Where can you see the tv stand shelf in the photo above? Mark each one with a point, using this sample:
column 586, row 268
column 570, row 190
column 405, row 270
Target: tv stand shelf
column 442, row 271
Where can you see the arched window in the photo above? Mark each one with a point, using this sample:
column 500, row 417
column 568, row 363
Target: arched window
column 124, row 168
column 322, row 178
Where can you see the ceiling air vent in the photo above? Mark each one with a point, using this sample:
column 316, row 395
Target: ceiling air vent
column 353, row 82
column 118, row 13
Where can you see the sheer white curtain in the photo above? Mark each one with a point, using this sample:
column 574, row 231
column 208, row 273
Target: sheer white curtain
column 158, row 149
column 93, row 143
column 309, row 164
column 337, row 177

◆ ◆ ◆ ◆

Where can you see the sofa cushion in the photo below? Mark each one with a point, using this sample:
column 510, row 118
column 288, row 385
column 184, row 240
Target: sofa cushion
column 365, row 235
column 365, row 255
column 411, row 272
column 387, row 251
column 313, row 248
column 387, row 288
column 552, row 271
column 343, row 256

◆ ◆ ◆ ◆

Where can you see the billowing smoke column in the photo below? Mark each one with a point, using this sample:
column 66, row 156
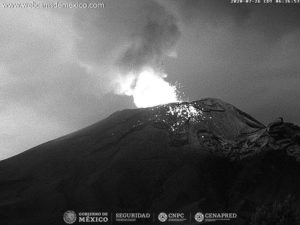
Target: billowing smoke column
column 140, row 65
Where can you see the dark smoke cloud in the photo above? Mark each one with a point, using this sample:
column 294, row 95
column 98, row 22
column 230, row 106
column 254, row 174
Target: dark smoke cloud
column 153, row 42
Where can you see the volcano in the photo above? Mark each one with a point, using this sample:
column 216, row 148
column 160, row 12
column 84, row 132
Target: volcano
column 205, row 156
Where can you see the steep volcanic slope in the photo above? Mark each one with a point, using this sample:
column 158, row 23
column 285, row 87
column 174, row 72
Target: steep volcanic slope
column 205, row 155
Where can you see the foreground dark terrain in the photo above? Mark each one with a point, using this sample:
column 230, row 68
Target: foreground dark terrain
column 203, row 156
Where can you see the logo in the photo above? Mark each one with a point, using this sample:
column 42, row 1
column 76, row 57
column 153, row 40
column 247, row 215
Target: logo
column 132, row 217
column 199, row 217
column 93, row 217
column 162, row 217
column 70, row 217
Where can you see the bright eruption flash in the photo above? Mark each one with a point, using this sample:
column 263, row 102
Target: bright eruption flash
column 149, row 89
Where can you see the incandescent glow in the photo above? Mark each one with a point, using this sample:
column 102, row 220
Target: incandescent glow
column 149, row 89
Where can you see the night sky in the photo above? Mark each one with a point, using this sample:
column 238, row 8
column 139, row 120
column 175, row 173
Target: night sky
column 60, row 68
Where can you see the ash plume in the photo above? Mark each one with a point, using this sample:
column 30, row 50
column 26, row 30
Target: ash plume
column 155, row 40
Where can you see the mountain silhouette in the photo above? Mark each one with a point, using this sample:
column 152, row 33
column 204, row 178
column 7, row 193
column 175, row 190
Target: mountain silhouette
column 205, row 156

◆ ◆ ◆ ◆

* **What you need to do**: Taking the entries above, write out exactly the lines starting with the line containing "Where can you see the tv" and going on through the line containing "column 568, row 363", both included, and nothing else.

* **Reply**:
Where can you see the tv stand shelf in the photo above? Mark each one with a point, using this sample:
column 586, row 268
column 570, row 190
column 405, row 270
Target: tv stand shelf
column 442, row 271
Where can you see the arched window in the photo above? Mark each one with a point, using this sample:
column 500, row 417
column 568, row 363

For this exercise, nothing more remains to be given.